## Passage for review
>>>>

Baristas will share stories of absurd customer demands and fussy drink orders, all while finding themselves on the butt end of juvenile antics, like the tired stunt of ordering drinks under a fake name like “Spartacus” or “Trump” for the theater of a barista calling out those names in a crowded house.
Social media has opened more opportunities for forcing service workers to turn their jobs into performances. In December, a TikTok user went viral for sharing a “monstrosity” Starbucks order (a Vanilla bean crème Frappuccino with 12 bananas, 12 “affogato-style” shots, caramel brulee sauce, among other ingredients, plus four different toppings) and asking his followers if he should place it, which he eventually did. The reactions from baristas were mixed, with one user saying “I’d quit on the spot” and others suggesting the order might be fun to make on a slow day, or that it might “give the baristas a break” by crashing the ordering system.
It is hardly a new thing for service and retail workers to find themselves on the receiving end of abuse from customers who thinks their wallets—or follower counts—give them an upper hand in how they treat other people. The dehumanizing treatment is, sadly, what a lot of customers think they get with their money, as they have been indoctrinated by capitalist ethos: make it properly, make it quickly, and show me gratitude. Don’t make me feel bad for what I want.
In the mindset of Republicans like Cruz and their wealthy donors, the world is divided into those who exist to serve and those who exist to be served. The exploitation and disparagement of service workers is mentally justified by the ethic that you aren’t supposed to be satisfied being the one doing the serving, and if you are, then you are derelict in fulfilling the American idea.
Cruz’s choice to call out baristas in particular—using a lazy 90s-tinged word, slacker, to paint servers as underachieving, unappreciative, and snarky—is based on an outmoded image that Republicans are long used to having Americans nod along with. It is perhaps no coincidence that it comes at a time when baristas are amassing bargaining power: since December 2021 over 200 Starbucks stores in the US have unionized with Workers United, with dozens more stores awaiting union votes. A profession once thought of as disposable is emerging to become a vocal segment of what is left of America’s middle class.

<<<<

## Supplied information
>>>>

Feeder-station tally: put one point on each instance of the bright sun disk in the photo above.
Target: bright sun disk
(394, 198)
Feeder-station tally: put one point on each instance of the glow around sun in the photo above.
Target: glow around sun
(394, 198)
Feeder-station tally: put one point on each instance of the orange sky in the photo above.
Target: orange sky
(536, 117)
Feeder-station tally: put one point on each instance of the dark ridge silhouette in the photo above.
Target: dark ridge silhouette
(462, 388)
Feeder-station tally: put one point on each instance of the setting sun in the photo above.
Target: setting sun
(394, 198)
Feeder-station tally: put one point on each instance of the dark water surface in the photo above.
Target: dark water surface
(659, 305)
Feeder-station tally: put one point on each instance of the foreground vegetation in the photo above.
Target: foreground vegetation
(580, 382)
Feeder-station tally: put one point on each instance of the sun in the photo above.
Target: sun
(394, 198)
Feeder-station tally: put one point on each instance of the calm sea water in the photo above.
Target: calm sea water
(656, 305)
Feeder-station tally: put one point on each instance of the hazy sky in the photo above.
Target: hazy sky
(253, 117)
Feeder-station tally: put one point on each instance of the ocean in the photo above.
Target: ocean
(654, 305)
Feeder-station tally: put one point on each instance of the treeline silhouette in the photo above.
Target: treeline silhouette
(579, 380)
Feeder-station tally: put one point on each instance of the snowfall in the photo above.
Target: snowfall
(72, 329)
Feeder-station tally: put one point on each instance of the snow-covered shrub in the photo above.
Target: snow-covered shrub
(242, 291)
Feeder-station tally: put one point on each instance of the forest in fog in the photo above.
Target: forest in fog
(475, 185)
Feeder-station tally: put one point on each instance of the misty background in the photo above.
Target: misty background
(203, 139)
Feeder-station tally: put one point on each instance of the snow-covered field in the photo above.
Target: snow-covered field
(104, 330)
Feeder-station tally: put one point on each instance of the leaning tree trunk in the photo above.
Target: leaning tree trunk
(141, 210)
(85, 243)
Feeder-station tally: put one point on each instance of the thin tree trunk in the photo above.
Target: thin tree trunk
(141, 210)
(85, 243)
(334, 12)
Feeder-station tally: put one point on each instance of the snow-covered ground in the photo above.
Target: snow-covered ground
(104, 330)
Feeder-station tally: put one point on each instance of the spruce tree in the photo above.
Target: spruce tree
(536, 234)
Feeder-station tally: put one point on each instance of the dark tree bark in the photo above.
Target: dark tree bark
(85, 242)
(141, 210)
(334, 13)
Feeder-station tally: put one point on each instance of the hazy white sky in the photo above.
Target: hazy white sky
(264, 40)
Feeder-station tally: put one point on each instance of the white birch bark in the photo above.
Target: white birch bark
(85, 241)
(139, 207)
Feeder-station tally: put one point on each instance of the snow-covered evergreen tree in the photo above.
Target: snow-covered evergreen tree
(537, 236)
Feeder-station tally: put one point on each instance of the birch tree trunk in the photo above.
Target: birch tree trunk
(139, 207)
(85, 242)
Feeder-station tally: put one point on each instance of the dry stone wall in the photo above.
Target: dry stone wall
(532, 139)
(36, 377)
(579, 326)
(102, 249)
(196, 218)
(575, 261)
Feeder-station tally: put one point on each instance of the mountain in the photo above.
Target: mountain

<<<<

## About this task
Copy everything in the passage about baristas above from "Baristas will share" down to "a crowded house.", word for word.

## Output
Baristas will share stories of absurd customer demands and fussy drink orders, all while finding themselves on the butt end of juvenile antics, like the tired stunt of ordering drinks under a fake name like “Spartacus” or “Trump” for the theater of a barista calling out those names in a crowded house.